#### PASSAGE TO READ
Postpartum depression is real and distressing for new parents, and it can often include fathers. This can be a reaction to a mother with postpartum depression, or it may be its own entity. As with new mothers, postpartum reactions can be misunderstood, ignored, or kept silent.
In men, depression can present as irritability, poor sleep, a “shorter fuse,” and it is often mixed with anxiety. Many men with depression describe feeling that they have disproportionate responses: getting stuck at a red traffic light is no longer 20 seconds at a traffic light; it can feel catastrophic, leading to cascading negative thoughts.
First-time parents often try to seek traditional family and gender roles. Fathers may find themselves trying to be sources of emotional and financial stability when they really do not feel stable at all. It is not a reasonable expectation. Fathers can often be freighted with the perceived responsibility to stay strong and silent, thereby leaving their fears and frustrations unspoken.
Fatherhood—especially new fatherhood—is a profound transition. For many, this may take the form of a grief reaction. Fathers may grieve the freedom they had when they were single, the financial freedom of being a couple without children, and more. Social pressure can imply that fatherhood is the greatest gift in life, but it may not always feel that way. New fathers may feel silently guilty, making the situation worse.
This combination of unspoken grief and resentment can lead fathers to have feelings such as “I don’t like my children,” or “I just want my sleep back,” among other common thoughts. Since fatherhood is “supposed” to be joyful, new fathers may be fearful to express these emotions. Many fathers do not realize that these thoughts are normal.

#### GIVEN ENTRIES
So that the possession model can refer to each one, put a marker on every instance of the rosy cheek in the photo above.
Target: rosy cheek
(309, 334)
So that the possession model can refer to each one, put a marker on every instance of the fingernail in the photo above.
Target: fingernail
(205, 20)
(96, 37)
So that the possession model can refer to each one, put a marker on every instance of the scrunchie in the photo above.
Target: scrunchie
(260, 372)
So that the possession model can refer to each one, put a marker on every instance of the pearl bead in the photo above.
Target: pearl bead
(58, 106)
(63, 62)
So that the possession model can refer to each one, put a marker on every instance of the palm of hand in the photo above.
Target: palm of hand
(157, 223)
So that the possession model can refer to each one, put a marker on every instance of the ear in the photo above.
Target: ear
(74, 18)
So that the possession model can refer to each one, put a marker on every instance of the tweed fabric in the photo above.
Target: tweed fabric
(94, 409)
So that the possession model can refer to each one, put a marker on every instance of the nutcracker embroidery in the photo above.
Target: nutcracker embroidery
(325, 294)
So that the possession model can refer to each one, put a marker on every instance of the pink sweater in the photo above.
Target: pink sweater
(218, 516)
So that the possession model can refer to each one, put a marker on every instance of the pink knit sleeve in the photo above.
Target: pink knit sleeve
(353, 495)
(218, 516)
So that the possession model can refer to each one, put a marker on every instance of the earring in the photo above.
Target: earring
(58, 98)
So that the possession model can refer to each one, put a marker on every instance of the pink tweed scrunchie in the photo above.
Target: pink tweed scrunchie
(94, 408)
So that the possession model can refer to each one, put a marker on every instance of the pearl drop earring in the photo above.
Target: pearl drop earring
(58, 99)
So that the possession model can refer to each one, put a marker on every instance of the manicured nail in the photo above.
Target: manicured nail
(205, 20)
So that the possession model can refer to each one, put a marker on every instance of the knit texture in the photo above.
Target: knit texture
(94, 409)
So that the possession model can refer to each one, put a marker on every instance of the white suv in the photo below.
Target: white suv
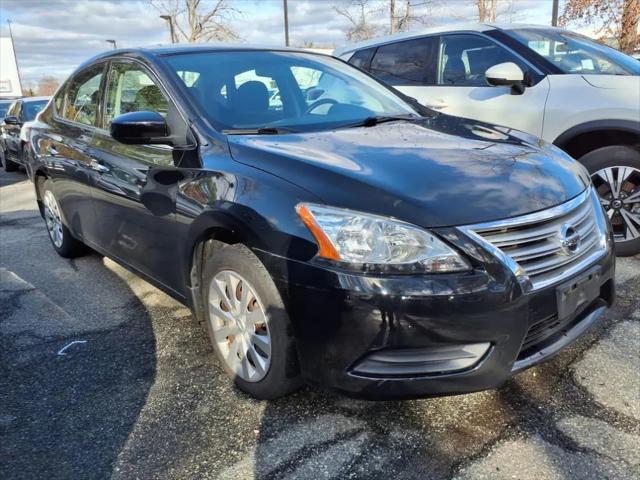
(577, 94)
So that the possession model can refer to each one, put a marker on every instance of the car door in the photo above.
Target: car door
(129, 231)
(455, 83)
(64, 147)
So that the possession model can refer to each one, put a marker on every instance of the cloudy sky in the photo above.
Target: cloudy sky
(53, 36)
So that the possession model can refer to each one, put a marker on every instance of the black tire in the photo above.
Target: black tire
(616, 156)
(283, 375)
(10, 165)
(68, 247)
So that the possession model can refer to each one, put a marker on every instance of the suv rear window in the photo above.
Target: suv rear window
(405, 63)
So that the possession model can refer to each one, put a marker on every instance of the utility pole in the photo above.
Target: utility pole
(554, 13)
(15, 57)
(286, 22)
(172, 31)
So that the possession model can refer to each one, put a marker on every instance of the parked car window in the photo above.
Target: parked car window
(14, 110)
(131, 89)
(83, 96)
(576, 54)
(31, 109)
(404, 63)
(464, 59)
(362, 58)
(242, 90)
(4, 108)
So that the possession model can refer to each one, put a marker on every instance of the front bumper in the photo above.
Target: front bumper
(343, 321)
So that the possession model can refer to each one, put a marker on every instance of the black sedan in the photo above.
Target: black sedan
(322, 227)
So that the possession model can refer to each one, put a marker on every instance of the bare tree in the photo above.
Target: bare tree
(612, 18)
(47, 85)
(199, 20)
(358, 12)
(487, 10)
(402, 19)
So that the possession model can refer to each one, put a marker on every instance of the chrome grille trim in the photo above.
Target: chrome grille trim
(531, 245)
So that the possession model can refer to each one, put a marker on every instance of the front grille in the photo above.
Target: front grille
(535, 241)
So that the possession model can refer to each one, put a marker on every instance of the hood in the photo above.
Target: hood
(441, 171)
(614, 82)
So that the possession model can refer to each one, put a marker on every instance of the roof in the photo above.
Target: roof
(34, 99)
(453, 27)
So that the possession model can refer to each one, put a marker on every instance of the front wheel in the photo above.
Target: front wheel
(615, 172)
(247, 323)
(63, 242)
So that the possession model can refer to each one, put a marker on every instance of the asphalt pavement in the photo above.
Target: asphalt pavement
(104, 376)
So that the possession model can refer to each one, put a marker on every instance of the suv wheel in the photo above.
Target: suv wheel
(247, 324)
(615, 172)
(61, 239)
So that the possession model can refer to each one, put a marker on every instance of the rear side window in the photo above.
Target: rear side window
(405, 63)
(131, 89)
(362, 58)
(83, 96)
(464, 59)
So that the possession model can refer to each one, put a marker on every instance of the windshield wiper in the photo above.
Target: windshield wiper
(378, 119)
(258, 131)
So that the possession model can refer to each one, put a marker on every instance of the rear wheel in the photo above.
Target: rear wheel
(247, 324)
(61, 239)
(615, 172)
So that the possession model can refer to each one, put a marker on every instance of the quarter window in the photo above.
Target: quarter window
(464, 59)
(131, 89)
(83, 96)
(404, 63)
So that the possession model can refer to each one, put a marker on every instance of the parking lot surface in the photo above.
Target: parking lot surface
(104, 376)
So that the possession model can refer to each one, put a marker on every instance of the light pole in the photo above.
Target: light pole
(15, 57)
(172, 32)
(286, 22)
(554, 13)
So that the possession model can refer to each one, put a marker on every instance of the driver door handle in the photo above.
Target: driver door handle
(437, 104)
(97, 166)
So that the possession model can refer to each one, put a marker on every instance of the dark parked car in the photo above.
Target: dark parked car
(15, 127)
(356, 240)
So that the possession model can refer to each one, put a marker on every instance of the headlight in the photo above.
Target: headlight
(358, 238)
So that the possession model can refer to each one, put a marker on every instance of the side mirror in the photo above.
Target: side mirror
(140, 128)
(506, 74)
(11, 120)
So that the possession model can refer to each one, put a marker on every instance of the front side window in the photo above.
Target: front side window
(576, 54)
(464, 58)
(83, 96)
(31, 109)
(299, 91)
(131, 89)
(404, 63)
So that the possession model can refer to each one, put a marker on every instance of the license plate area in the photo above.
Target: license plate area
(578, 293)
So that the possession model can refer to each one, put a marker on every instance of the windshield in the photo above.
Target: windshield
(284, 90)
(31, 109)
(576, 54)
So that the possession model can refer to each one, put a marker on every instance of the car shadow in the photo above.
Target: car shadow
(68, 413)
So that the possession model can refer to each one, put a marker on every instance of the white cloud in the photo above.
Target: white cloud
(52, 37)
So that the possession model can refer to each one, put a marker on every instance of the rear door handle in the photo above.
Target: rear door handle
(97, 166)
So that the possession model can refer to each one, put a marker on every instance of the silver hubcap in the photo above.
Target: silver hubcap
(52, 218)
(619, 191)
(239, 325)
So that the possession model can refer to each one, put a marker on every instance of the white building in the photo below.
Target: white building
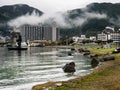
(115, 37)
(39, 32)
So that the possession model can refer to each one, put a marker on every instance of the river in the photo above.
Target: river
(22, 70)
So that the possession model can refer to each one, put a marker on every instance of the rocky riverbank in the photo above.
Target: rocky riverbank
(104, 77)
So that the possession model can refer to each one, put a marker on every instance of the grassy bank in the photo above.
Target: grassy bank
(106, 77)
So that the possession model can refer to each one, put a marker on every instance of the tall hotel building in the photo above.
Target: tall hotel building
(40, 32)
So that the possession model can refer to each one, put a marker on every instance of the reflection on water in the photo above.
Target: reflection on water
(20, 70)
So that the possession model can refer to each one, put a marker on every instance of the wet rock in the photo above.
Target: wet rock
(108, 58)
(86, 53)
(94, 62)
(93, 55)
(69, 68)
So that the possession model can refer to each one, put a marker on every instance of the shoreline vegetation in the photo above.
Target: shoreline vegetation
(103, 77)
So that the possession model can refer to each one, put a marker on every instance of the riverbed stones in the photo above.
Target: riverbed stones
(69, 68)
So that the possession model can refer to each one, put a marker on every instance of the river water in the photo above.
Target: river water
(22, 70)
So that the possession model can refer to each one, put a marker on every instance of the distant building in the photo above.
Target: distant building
(115, 37)
(92, 38)
(39, 32)
(102, 37)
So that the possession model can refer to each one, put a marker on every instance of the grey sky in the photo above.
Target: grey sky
(48, 6)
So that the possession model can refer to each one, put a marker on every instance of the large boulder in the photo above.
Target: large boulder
(94, 62)
(69, 68)
(108, 58)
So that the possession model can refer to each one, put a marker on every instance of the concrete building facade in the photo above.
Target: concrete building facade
(39, 32)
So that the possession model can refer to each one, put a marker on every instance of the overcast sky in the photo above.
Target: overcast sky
(48, 6)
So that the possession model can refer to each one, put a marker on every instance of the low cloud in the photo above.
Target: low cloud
(61, 19)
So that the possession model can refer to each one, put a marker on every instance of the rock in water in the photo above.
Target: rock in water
(69, 68)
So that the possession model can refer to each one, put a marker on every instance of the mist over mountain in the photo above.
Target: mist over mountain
(94, 18)
(89, 20)
(12, 12)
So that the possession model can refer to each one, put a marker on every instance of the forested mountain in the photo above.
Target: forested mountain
(94, 18)
(89, 20)
(13, 11)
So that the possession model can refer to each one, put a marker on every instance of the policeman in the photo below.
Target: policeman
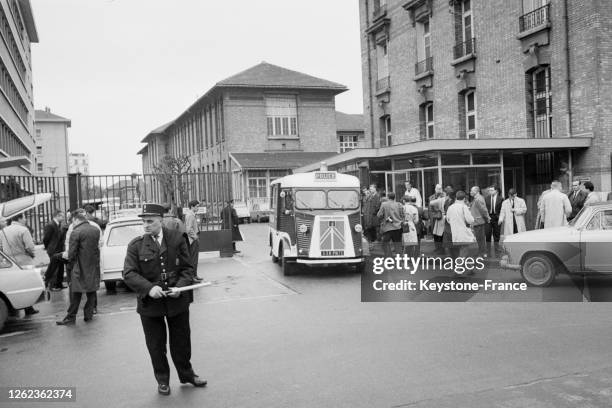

#### ASSIGNED TASK 1
The passage on postpartum depression in fathers names the ways postpartum reactions can be handled. List all of them.
#### ASSIGNED TASK 2
Write what comes next in the passage on postpartum depression in fathers, starting after its last sentence.
The records stand apart from the passage on postpartum depression in fathers and are separate material.

#### ANSWER SECTION 1
Misunderstood, ignored, kept silent

#### ANSWER SECTION 2
Fathers feeling frustrated, irritable, and anxious do not necessarily need a diagnosis of postpartum depression. But they can seek help. This does not have to be elaborate, time-consuming, or costly.
Here are some simple ways to cope:
- Connect with other new fathers. A conversation with a peer can help any father realize that his frustrations are common and understandable. It can also be helpful to share tips with one another. Set aside a regular, scheduled time to connect with another new father. Even if it is just a phone call, it can ease the pressure.
- Consult with a counselor or therapist. There are a range of options to meet in person or by telehealth. This is a healthy, objective way to help find a “toolbox” to deal with emotions, and a constructive way to adapt to parenthood with an honest but positive approach.
- Consider trying medication. For men who are particularly burdened with anxiety, depression, and related symptoms, medication can help. Newer medications for depression and anxiety are usually inexpensive, take effect quickly, and do not have the risk of dependence. A new father may discuss medication with a primary care provider (PCP), psychiatric mental health nurse practitioner, or psychiatrist.